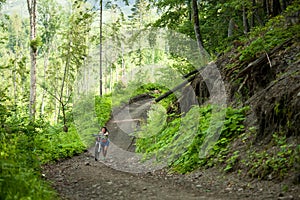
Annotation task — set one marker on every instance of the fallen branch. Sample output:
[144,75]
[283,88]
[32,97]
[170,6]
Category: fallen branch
[264,58]
[190,79]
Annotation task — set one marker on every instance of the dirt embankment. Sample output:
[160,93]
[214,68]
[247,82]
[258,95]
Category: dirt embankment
[123,176]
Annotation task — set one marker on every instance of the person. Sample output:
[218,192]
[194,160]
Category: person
[104,141]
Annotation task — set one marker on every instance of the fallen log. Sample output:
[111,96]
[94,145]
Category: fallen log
[184,83]
[261,60]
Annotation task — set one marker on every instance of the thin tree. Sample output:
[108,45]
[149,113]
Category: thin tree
[197,27]
[100,71]
[31,5]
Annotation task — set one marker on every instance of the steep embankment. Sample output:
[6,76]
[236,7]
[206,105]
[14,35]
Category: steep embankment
[81,177]
[269,83]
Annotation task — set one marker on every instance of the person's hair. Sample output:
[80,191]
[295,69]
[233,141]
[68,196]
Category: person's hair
[106,130]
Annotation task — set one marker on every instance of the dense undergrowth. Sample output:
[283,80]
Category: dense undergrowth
[180,141]
[25,146]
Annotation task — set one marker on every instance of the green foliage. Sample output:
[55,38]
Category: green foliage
[263,39]
[275,162]
[103,109]
[179,142]
[231,161]
[123,94]
[24,146]
[36,43]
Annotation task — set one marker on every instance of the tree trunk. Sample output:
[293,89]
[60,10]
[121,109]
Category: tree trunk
[100,71]
[31,5]
[197,27]
[245,21]
[231,27]
[266,7]
[276,8]
[252,22]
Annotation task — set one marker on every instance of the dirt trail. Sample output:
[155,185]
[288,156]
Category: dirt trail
[123,176]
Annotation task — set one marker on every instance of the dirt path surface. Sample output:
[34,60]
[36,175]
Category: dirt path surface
[123,176]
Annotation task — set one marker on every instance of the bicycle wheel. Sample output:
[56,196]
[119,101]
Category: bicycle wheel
[97,151]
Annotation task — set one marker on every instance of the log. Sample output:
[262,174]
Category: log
[262,59]
[190,79]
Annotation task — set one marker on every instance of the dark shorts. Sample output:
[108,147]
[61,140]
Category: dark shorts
[105,143]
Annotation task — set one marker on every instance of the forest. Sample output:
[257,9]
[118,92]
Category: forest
[223,77]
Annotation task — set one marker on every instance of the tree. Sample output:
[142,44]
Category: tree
[34,43]
[197,27]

________________

■ **AIM OF THE EXERCISE**: Repeat the data in full and exactly. Omit pictures.

■ **RESPONSE FOR THIS EXERCISE**:
Annotation task — set one marker on every instance of the fallen branch. Sample output:
[144,75]
[283,88]
[32,97]
[170,6]
Category: fallen branch
[264,58]
[190,79]
Annotation task — set one marker on every instance of the dirt embankment. Sample output:
[160,93]
[214,68]
[247,82]
[258,95]
Category: dirt embankment
[123,176]
Annotation task — set one marker on every instance of the person. Sample output:
[218,192]
[194,160]
Category: person
[104,141]
Annotation task — set one marker on every instance of the fallen log. Sample output:
[111,96]
[94,145]
Category: fallen log
[184,83]
[261,60]
Annotation task — set one marker on every instance of the thin tree. Sample output:
[108,45]
[149,113]
Category: thin tree
[197,27]
[100,71]
[31,5]
Annotation task — set one marker on every instance of the steep embankment. Sample output:
[6,76]
[236,7]
[206,105]
[14,35]
Category: steep embankment
[81,177]
[269,83]
Annotation task — set one marker on every instance of the person's hair. Sample output:
[80,191]
[295,69]
[233,141]
[68,196]
Category: person's hair
[106,130]
Annotation task — set one marker on every instance of the dense undergrowth. Sample output:
[283,80]
Category: dense undergrowth
[180,141]
[25,146]
Annotation task — set one marker on every instance of the green foliage. Sample output:
[55,38]
Category: green foliage
[263,39]
[275,162]
[103,109]
[179,142]
[231,161]
[123,94]
[24,146]
[36,43]
Annotation task — set one marker on every instance of the tree trunk. Sample output:
[293,89]
[60,10]
[121,109]
Category: tree trunk
[100,71]
[31,5]
[197,27]
[245,21]
[231,27]
[266,7]
[276,8]
[252,22]
Annotation task — set one marker on every instance of the dirt trail. Sample output:
[155,185]
[288,156]
Category: dirt trail
[123,176]
Annotation task — set one marker on every instance of the dirt path surface. Sample output:
[34,60]
[36,175]
Category: dirt path surface
[123,176]
Annotation task — set one marker on every instance of the bicycle wheel. Sample output:
[56,196]
[119,101]
Category: bicycle wheel
[97,151]
Annotation task — set one marker on every instance of the log. Sample output:
[262,174]
Category: log
[262,59]
[190,79]
Annotation task — set one marker on every instance of the dark shorts. Sample output:
[108,147]
[61,140]
Category: dark shorts
[105,143]
Annotation task — set one marker on every instance of the forest. Sample output:
[257,9]
[118,92]
Category: forest
[223,77]
Annotation task — set one marker on every instance of the tree. Sample output:
[142,44]
Category: tree
[34,43]
[197,27]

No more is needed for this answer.